REQUIREMENT - Copy out every line of the records below verbatim, without changing a single character.
─── GIVEN RECORDS
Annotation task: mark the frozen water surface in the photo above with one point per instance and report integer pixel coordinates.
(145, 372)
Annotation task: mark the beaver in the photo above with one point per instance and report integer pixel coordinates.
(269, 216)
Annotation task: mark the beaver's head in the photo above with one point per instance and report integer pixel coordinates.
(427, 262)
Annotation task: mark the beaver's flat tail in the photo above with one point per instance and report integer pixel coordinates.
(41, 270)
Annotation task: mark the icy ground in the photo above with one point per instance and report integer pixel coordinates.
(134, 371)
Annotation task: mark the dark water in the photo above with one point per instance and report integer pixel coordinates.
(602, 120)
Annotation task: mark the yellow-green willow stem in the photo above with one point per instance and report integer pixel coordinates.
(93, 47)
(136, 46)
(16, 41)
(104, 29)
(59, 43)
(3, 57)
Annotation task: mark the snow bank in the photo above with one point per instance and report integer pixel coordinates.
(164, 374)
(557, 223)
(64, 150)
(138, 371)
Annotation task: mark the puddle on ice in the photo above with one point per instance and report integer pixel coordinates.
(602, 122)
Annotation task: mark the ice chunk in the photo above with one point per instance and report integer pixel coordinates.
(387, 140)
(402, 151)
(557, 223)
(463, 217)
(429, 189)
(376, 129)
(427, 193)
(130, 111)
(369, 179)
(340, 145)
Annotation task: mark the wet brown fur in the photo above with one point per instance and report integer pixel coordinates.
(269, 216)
──────
EXPECTED ANSWER -
Annotation task: mark the frozen water surface in the photo above with one point per instance and report integer pixel coordinates.
(145, 372)
Annotation task: mark the beaver in the photo above with one point per instance and report integer pixel coordinates.
(269, 216)
Annotation task: mark the beaver's head in the photo above with one point per instance and report integer pixel coordinates.
(427, 262)
Annotation task: mark the beaver's flat tail in the photo above with one point per instance and report integer pixel coordinates.
(41, 270)
Annotation task: mark the icy ground in the photo above with one point per instance and report integer pixel coordinates.
(134, 371)
Annotation task: mark the dark water in the photo above with one point per instance and report integer pixel coordinates.
(602, 120)
Annotation task: mark the yellow-green willow stem in the photo above with one point per instance and report integer pixel coordinates.
(93, 47)
(136, 46)
(16, 41)
(104, 29)
(59, 43)
(3, 57)
Annotation task: mark the snow bank in the photo above with one point per instance and report integer pixel coordinates.
(164, 374)
(557, 223)
(64, 150)
(138, 371)
Annotation task: mark the puddle on ice in the photo above with one point per instance and report integer pixel coordinates.
(602, 122)
Annotation task: mark the ice chunk in the photo above with one point per instance and report integer pixel coordinates.
(387, 140)
(402, 151)
(557, 223)
(463, 217)
(429, 189)
(376, 129)
(427, 193)
(130, 111)
(369, 179)
(340, 145)
Annotation task: mark the wet brown fur in the photo above with one point per instance and report integer pixel coordinates.
(269, 216)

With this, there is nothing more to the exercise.